* AIM: Update the part that opens with the line containing "query (the noun phrase to segment): blue" and closes with the line containing "of the blue" by replacing "floral" with "striped", leaving everything else unchanged. Return only those lines.

* Labeling and segmentation records:
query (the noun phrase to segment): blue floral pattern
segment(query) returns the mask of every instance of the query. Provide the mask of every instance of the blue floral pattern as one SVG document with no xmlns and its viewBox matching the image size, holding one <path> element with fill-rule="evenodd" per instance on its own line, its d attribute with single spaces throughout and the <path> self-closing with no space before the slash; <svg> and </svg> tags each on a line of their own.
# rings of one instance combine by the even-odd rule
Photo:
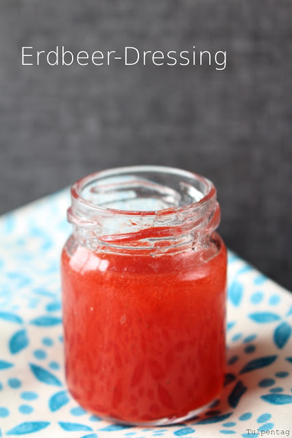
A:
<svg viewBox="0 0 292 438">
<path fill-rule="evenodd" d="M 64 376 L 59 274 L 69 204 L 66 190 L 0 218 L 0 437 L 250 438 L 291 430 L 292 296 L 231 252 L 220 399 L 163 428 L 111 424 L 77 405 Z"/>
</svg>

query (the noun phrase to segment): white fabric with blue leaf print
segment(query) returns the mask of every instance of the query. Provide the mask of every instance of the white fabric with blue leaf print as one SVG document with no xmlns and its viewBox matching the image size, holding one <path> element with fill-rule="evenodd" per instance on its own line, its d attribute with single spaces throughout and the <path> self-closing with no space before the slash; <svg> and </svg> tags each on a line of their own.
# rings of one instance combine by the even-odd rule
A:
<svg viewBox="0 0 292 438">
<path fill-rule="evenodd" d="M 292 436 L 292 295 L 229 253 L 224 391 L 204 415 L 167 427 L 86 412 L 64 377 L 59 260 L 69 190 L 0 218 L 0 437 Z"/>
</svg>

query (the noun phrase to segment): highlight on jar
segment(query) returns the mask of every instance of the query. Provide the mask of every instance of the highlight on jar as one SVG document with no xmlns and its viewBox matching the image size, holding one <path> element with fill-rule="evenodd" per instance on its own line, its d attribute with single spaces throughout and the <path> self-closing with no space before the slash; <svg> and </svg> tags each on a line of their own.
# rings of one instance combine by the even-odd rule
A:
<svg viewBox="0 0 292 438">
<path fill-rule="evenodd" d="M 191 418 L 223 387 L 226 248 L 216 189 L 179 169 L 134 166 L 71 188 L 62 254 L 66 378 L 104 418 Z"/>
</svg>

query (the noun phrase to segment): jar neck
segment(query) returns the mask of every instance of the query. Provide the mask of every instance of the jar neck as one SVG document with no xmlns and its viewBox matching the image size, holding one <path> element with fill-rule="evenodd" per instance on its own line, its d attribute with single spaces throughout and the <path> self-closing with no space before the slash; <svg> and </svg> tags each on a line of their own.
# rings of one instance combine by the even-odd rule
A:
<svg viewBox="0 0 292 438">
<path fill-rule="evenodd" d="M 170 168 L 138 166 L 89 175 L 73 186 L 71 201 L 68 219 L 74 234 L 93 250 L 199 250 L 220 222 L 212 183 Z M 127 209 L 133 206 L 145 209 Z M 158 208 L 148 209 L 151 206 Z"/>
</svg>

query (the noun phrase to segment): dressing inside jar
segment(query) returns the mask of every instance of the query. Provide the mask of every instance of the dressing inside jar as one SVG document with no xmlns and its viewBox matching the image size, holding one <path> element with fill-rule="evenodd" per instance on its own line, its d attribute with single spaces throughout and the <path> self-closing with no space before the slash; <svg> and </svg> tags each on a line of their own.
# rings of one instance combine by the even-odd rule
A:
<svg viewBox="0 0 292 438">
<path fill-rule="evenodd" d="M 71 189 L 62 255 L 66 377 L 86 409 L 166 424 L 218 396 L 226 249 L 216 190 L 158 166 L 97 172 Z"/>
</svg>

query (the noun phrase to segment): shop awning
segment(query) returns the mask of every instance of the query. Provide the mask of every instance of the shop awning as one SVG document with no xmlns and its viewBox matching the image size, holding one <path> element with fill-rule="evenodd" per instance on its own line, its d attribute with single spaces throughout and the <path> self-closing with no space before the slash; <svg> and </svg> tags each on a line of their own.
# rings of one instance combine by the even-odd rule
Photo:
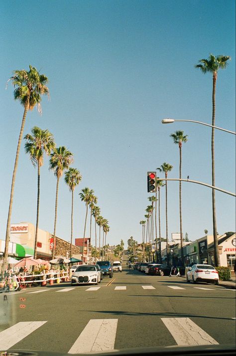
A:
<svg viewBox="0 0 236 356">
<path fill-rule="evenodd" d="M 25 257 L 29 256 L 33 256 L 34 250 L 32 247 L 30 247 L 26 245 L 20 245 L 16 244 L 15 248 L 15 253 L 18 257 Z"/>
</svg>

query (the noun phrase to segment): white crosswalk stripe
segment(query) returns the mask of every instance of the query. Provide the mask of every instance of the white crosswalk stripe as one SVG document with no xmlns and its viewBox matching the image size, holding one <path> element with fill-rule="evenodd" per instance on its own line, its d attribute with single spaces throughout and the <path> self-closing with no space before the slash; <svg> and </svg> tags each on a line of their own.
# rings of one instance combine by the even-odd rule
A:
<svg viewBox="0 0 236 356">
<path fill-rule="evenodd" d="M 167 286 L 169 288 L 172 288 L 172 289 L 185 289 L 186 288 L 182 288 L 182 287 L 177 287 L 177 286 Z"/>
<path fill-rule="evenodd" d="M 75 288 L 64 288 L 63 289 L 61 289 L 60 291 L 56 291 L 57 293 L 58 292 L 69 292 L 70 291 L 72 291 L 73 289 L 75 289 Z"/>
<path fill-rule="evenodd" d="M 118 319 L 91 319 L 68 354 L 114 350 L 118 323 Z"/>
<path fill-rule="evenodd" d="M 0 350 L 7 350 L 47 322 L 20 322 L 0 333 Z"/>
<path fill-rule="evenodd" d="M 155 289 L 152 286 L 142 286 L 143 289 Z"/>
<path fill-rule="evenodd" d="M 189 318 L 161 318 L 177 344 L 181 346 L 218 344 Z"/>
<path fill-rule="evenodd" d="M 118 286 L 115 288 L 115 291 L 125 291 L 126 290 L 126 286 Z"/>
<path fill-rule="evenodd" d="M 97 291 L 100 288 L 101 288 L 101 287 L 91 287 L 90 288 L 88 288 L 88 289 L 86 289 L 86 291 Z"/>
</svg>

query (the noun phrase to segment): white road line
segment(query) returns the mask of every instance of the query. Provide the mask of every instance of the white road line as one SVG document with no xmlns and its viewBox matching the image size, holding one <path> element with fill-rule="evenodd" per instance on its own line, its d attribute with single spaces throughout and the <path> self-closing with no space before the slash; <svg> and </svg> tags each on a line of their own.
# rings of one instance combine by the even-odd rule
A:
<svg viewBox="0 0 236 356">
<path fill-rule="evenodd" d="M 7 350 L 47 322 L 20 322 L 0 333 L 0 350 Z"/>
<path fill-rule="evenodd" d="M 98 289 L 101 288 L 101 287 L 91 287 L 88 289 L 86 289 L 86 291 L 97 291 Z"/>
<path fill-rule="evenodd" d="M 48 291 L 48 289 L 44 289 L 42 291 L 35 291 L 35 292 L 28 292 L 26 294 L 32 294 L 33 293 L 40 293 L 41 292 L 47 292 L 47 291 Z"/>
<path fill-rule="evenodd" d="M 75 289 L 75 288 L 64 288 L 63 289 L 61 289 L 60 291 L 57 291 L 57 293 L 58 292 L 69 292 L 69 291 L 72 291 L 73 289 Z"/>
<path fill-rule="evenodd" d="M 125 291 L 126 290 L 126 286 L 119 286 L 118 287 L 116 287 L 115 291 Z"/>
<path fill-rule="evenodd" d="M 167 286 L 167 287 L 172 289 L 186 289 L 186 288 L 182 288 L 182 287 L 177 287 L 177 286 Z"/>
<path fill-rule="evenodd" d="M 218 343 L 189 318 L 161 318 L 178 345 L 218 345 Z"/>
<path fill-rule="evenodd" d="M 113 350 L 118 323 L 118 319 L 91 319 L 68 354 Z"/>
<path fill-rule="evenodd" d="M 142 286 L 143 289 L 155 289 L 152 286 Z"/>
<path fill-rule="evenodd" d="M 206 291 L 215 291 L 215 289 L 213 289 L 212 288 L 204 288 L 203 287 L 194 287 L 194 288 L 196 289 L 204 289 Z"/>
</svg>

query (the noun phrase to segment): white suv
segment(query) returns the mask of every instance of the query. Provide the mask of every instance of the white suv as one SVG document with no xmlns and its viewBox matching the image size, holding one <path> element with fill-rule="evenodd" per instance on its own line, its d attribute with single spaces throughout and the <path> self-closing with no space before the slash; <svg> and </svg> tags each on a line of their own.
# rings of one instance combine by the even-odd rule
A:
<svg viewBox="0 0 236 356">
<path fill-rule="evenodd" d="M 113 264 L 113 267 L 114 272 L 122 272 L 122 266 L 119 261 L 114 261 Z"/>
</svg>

...

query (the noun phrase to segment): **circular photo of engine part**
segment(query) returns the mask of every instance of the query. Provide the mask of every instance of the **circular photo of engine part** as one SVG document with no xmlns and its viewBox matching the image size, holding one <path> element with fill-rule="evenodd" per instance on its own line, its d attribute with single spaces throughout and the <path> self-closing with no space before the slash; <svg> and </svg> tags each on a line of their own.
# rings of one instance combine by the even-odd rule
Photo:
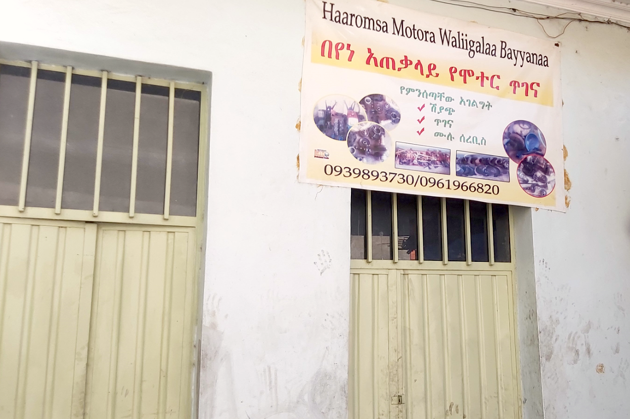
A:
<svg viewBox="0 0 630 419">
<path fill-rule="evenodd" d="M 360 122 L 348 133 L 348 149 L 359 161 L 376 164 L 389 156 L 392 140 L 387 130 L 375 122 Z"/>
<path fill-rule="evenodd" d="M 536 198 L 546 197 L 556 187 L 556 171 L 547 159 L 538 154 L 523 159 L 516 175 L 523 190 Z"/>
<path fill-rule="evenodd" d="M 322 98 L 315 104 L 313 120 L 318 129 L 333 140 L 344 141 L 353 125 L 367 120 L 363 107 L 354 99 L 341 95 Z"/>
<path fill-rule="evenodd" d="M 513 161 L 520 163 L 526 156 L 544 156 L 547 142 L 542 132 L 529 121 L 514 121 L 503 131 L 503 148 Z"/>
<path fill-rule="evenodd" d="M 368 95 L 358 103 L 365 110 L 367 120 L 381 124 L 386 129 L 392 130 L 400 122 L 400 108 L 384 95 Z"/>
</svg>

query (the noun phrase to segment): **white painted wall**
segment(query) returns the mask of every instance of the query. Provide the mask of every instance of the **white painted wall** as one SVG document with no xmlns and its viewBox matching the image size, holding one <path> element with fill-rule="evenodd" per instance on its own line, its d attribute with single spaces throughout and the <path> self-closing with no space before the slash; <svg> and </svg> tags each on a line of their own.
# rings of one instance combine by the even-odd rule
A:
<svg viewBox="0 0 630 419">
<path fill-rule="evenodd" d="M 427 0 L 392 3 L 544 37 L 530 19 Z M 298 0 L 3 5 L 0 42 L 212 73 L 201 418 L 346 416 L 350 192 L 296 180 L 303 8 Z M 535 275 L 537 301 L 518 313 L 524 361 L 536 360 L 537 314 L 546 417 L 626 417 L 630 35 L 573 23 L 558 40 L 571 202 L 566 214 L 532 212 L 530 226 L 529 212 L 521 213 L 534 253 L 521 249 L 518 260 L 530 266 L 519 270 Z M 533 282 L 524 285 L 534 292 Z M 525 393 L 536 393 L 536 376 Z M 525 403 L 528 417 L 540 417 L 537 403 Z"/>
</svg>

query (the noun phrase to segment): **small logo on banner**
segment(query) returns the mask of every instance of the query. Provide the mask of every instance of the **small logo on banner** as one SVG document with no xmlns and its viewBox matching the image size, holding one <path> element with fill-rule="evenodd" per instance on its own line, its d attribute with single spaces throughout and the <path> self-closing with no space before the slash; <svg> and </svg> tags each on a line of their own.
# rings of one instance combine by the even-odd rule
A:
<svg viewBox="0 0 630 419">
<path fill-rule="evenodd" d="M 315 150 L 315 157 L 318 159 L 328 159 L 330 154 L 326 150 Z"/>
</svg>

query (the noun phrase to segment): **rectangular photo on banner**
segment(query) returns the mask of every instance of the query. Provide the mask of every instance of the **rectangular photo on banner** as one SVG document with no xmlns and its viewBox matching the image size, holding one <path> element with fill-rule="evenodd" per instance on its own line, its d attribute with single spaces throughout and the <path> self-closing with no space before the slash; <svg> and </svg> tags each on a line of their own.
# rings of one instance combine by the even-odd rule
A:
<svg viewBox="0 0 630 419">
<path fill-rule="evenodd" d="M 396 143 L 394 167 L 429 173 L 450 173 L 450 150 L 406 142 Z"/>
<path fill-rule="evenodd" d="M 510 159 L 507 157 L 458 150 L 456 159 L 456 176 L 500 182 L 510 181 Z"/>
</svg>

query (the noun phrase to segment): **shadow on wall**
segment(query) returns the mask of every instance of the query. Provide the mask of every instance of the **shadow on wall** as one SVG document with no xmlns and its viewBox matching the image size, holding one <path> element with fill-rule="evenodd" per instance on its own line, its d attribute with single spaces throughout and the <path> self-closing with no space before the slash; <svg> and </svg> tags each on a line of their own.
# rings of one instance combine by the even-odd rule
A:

* EXERCISE RESPONSE:
query (the noun phrase to segment): blue striped pattern
segment(query) returns the mask of every instance of the query. Provide the mask of every instance of the blue striped pattern as one SVG document with no xmlns and its viewBox matching the image size, holding one <path> element with fill-rule="evenodd" per instance on its own line, its d attribute with single spaces throughout and the <path> self-closing with no space before the slash; <svg> and </svg> tags each on a line of their own.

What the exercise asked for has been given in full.